Which lines in the items below contain the word "block"? Copy out each of them.

__Materials provided__
'''
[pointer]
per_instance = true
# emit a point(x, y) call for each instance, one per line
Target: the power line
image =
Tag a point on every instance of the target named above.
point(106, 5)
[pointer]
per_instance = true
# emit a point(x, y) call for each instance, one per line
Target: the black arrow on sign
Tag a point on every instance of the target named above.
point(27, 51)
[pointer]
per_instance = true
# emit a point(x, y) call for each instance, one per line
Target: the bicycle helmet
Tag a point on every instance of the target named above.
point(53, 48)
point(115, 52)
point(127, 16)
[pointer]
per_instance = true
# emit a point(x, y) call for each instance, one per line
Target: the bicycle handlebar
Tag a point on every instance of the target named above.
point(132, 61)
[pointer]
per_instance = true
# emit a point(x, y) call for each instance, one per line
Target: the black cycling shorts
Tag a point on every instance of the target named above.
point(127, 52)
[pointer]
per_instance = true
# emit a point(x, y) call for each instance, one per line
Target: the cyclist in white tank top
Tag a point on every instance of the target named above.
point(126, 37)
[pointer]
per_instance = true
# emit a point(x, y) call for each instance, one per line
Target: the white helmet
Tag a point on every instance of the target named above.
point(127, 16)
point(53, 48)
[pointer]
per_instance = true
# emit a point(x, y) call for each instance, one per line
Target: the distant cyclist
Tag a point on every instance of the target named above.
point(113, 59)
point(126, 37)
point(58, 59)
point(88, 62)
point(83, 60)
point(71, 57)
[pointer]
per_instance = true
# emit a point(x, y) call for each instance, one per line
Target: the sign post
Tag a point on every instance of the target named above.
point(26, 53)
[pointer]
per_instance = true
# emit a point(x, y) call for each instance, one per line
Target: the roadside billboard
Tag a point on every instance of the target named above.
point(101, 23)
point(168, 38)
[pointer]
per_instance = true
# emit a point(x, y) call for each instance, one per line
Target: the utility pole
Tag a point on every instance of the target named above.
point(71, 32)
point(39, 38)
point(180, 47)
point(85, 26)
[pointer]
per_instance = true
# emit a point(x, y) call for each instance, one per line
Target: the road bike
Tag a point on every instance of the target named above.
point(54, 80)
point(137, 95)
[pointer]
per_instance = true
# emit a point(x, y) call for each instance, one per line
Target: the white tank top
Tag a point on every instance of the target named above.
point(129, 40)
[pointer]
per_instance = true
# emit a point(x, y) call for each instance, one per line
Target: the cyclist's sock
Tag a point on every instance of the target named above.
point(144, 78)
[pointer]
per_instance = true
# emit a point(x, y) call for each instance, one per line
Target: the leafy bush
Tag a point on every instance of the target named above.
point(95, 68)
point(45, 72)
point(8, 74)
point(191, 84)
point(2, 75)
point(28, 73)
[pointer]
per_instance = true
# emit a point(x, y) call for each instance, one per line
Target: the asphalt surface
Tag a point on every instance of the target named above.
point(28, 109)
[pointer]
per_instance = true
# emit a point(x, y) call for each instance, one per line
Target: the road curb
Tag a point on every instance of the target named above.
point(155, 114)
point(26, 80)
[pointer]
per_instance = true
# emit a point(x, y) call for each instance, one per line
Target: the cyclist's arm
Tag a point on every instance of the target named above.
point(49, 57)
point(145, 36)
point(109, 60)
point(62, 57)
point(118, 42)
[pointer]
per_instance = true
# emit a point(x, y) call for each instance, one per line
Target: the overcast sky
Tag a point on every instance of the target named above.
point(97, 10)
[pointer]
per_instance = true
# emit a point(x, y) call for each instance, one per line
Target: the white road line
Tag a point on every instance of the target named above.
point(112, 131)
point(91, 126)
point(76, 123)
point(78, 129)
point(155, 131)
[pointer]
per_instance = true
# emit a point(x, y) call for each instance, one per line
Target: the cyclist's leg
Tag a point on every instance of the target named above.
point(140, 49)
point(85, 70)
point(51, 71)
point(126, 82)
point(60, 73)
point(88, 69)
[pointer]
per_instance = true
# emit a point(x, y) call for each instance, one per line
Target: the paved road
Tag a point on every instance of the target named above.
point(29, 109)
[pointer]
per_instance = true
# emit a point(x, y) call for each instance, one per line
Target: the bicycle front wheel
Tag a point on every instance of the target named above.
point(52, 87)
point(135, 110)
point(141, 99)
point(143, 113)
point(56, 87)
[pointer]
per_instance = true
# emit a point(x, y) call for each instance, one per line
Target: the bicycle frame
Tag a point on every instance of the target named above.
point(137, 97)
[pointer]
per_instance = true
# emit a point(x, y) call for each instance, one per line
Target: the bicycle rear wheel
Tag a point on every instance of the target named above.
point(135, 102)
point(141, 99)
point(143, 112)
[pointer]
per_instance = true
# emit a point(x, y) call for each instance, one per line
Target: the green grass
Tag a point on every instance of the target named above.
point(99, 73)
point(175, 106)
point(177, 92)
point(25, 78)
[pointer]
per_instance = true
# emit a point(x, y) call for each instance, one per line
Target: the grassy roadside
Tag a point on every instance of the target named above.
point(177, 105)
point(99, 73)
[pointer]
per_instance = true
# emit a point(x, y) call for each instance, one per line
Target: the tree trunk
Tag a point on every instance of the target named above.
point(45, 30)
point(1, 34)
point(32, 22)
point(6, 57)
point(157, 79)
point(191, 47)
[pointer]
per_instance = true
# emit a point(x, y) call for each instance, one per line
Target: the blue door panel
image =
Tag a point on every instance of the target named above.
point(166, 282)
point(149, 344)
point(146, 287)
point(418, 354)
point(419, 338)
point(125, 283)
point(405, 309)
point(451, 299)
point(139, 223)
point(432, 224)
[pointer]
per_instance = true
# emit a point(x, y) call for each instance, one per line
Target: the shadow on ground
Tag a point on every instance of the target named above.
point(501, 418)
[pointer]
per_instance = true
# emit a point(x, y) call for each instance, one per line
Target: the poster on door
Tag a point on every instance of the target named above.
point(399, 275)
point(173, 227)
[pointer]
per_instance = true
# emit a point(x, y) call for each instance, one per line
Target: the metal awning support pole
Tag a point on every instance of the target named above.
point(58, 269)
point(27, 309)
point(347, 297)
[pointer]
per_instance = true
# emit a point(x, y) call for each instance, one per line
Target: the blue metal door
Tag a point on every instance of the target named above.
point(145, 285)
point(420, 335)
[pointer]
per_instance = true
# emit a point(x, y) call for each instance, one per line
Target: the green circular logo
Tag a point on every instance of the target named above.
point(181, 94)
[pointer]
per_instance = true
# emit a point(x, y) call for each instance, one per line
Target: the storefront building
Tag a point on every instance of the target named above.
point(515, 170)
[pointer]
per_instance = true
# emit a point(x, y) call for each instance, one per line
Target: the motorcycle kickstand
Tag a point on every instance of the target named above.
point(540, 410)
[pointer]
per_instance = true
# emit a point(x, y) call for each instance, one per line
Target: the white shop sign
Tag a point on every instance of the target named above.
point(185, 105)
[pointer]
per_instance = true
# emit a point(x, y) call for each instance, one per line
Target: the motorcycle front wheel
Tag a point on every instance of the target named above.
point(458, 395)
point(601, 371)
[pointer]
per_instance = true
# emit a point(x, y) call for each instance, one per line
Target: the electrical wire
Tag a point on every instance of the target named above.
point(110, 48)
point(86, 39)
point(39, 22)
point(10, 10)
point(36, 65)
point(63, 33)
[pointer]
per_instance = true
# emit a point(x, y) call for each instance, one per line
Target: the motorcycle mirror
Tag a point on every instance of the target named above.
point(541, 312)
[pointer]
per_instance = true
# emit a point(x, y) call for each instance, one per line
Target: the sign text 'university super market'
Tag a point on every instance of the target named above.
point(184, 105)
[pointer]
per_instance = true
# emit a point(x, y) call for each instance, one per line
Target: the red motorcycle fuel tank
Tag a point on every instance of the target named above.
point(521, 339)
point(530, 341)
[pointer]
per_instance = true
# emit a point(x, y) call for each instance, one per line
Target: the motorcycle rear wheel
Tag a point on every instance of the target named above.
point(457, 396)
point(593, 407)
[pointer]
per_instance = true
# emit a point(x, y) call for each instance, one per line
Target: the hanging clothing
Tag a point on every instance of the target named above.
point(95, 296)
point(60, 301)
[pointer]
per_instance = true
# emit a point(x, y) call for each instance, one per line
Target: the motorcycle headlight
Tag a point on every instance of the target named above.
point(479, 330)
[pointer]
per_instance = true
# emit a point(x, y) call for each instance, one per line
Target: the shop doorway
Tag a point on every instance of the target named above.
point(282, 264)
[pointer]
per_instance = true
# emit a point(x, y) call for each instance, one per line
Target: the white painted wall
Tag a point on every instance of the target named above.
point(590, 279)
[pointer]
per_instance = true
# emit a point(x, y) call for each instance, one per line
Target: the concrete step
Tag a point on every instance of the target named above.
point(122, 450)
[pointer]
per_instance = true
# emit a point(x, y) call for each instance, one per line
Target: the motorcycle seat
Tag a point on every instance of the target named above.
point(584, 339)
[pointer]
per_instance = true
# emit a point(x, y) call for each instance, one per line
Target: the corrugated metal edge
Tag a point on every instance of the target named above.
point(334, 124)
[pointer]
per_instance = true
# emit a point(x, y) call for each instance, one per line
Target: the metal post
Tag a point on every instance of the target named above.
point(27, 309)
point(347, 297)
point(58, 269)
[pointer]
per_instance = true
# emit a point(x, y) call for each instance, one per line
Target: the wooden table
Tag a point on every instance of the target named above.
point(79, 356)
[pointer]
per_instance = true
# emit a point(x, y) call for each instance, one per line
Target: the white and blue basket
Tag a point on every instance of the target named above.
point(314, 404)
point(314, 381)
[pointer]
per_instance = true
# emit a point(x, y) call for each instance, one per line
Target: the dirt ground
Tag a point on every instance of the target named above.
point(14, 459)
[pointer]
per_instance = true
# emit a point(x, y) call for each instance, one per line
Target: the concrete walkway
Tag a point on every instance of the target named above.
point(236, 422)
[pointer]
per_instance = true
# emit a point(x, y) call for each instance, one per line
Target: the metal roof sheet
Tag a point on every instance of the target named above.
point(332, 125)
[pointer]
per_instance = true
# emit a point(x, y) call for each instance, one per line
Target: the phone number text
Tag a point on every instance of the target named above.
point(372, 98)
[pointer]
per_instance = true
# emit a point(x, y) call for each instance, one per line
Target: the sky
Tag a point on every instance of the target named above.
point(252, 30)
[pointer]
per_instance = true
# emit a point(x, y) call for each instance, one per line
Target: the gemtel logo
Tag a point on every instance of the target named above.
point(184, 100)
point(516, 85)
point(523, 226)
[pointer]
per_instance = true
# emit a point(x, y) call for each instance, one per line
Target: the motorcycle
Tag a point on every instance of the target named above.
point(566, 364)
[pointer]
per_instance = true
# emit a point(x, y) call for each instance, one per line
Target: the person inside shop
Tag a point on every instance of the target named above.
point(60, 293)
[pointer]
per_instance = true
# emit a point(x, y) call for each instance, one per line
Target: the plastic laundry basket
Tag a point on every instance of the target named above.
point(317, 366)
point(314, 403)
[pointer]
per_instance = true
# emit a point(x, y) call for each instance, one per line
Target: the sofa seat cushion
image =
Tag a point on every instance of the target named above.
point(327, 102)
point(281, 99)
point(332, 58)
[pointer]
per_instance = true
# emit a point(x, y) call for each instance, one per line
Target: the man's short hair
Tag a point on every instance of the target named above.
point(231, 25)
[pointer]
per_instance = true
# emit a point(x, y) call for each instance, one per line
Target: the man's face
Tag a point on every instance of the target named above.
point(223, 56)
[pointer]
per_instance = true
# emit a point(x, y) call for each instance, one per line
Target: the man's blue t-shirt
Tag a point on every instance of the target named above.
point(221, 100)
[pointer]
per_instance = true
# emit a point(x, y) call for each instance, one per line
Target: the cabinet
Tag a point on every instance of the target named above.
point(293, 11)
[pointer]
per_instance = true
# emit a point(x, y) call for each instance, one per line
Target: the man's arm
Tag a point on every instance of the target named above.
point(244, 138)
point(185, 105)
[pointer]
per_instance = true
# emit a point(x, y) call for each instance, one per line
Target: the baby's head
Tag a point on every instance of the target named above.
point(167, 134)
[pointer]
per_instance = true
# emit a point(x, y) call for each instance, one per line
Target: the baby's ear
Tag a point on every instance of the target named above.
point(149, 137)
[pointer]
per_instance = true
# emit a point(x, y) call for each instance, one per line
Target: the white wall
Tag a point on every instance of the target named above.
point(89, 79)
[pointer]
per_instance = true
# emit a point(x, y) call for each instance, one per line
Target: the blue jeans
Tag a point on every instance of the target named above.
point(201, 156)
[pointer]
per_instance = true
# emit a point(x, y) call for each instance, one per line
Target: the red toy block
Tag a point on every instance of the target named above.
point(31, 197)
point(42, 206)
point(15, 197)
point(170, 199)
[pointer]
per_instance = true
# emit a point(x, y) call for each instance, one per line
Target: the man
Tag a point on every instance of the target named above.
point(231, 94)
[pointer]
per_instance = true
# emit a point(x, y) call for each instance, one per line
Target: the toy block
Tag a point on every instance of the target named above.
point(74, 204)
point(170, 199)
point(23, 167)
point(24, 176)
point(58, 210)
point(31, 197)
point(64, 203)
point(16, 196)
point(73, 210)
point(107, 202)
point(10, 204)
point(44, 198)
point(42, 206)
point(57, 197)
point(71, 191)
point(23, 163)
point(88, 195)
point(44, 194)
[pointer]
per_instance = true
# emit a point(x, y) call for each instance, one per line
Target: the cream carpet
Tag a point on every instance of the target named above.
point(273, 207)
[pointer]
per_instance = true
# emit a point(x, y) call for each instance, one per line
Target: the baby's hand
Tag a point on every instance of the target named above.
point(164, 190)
'''
__Response to the task__
Target: the red toy block
Target: the toy block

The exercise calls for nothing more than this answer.